• [SHORT PROBLEM] Put the lines below into a Markdown table with the columns Row and Line, numbering each row and leaving out any blank lines. Begin at the line that has "outstretched arm on this photo." and stop after the line that has "<point>263,203</point>".

• [EXCERPTED DATA]

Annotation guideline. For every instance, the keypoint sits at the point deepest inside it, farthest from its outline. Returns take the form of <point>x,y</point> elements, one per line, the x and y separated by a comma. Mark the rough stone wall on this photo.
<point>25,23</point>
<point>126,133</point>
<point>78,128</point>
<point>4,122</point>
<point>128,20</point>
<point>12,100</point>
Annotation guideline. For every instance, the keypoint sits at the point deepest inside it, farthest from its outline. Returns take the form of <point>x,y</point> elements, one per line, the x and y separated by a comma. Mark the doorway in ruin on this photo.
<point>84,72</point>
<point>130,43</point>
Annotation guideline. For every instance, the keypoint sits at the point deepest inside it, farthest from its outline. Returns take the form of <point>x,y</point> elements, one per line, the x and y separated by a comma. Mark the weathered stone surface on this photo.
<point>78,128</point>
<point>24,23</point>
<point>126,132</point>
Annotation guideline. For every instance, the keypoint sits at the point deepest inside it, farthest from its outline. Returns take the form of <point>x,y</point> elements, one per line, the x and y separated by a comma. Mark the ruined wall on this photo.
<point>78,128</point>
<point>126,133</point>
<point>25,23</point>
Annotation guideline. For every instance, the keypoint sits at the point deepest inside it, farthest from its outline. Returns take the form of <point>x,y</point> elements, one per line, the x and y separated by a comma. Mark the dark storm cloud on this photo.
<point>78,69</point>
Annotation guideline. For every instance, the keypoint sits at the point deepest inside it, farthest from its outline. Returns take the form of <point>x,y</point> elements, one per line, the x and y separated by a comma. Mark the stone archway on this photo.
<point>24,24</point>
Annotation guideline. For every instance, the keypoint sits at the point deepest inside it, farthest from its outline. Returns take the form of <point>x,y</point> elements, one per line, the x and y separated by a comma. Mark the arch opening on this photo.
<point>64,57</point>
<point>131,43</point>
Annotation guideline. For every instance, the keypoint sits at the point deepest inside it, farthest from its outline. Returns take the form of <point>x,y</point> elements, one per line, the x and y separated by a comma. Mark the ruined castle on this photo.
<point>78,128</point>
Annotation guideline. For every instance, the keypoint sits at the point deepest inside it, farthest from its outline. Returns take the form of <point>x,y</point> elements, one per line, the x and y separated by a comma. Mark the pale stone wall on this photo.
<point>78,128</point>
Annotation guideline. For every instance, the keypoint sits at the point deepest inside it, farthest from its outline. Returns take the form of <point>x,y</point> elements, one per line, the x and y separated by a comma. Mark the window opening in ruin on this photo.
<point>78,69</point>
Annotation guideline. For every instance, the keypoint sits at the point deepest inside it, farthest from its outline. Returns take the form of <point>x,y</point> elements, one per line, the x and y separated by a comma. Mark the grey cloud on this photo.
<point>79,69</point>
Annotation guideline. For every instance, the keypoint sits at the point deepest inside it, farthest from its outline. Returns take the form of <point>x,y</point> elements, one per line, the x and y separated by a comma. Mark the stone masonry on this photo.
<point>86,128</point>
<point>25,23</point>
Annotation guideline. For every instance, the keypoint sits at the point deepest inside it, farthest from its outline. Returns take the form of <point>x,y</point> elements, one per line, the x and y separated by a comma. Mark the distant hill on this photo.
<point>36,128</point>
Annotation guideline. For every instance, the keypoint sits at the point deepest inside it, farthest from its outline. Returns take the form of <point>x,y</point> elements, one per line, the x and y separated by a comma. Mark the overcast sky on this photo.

...

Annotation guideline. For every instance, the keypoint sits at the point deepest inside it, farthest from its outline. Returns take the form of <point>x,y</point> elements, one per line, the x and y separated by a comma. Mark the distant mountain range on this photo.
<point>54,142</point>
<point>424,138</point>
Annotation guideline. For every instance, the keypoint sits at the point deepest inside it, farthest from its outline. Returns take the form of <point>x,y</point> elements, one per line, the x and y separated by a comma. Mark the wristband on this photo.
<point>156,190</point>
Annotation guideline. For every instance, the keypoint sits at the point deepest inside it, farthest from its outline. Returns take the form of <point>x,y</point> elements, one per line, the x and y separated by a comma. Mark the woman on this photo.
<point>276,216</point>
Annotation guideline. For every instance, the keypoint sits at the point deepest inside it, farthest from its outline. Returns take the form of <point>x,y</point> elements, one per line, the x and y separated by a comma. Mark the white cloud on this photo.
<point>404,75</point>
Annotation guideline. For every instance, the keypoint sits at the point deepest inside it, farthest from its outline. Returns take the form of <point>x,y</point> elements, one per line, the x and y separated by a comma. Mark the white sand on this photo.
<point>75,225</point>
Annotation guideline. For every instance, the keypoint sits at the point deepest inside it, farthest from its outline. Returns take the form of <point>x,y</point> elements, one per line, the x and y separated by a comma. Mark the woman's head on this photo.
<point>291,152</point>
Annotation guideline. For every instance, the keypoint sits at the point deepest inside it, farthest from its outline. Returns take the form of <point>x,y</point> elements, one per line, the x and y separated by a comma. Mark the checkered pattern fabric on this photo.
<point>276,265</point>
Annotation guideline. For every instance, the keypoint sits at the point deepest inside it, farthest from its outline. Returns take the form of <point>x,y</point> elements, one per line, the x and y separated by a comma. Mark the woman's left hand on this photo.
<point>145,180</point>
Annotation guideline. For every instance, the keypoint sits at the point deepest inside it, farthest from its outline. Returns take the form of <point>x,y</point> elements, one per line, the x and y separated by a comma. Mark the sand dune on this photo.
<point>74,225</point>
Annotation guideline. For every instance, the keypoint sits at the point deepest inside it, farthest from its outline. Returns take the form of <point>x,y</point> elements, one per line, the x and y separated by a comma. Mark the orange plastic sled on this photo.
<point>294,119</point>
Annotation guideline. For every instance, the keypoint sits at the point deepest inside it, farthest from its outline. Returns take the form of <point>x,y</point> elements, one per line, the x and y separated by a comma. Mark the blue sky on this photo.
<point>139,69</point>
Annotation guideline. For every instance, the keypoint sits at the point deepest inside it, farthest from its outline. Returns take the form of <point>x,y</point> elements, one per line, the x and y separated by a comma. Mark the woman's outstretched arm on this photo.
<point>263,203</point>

==

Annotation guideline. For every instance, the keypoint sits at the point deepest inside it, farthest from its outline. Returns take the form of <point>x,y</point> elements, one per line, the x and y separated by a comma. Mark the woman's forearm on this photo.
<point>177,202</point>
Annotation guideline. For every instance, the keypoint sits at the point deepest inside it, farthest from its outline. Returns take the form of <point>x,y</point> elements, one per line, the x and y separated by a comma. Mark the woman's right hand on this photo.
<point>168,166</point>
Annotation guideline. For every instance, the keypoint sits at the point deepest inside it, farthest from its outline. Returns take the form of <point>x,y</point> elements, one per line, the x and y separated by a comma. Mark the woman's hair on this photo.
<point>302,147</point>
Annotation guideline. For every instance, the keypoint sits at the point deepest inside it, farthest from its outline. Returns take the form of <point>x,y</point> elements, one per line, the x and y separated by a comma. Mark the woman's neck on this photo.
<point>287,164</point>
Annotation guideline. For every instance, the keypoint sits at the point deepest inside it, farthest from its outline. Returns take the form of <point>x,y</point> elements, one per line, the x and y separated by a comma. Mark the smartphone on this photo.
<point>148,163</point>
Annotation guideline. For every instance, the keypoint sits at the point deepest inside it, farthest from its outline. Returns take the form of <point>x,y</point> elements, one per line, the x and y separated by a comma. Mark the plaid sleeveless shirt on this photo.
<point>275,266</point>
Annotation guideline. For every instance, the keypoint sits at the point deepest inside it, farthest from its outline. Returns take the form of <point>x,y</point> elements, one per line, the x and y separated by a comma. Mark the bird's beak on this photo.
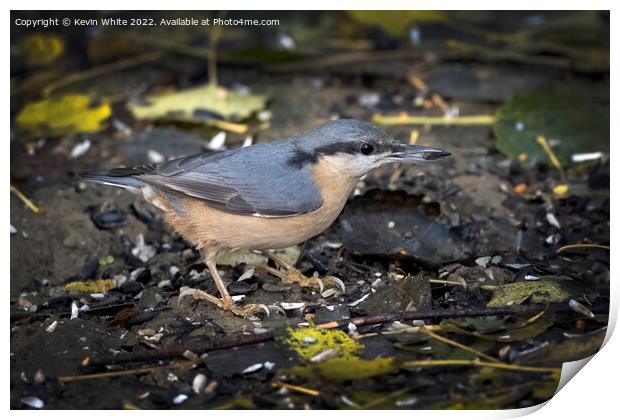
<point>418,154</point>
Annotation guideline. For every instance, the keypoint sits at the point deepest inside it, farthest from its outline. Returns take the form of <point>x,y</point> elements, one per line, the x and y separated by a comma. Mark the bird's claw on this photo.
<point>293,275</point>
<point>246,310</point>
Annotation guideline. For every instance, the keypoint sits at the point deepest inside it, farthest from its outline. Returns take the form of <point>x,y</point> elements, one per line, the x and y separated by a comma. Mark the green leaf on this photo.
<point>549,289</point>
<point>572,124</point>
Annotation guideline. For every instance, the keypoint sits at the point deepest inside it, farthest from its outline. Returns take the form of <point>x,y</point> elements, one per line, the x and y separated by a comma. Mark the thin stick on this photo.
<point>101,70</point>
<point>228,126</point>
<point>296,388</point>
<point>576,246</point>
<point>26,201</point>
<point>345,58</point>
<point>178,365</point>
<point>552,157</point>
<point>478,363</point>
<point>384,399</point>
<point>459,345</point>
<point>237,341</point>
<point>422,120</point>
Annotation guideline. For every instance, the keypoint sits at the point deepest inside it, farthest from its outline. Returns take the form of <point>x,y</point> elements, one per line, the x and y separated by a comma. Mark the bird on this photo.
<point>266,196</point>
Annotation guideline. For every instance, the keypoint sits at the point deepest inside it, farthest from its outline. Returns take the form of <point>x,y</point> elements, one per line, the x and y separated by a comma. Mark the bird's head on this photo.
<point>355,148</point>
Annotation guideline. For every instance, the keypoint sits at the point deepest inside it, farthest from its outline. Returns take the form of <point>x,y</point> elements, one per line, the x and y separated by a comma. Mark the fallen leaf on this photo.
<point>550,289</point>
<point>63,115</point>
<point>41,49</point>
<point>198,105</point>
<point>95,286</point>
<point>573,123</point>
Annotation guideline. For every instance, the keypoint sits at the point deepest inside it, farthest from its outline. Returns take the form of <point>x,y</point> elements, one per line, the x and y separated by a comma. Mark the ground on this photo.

• [RESULT FOR THIS TASK]
| Row | Line |
|---|---|
| 1 | Annotation guideline. For every instance, the keypoint sits at the point deepest inside it, farthest from its outline. Returns take the form of <point>x,y</point> elements, one per line, the x and y separated by a comma. Mark the woman's outstretched arm on this photo. |
| 2 | <point>263,203</point> |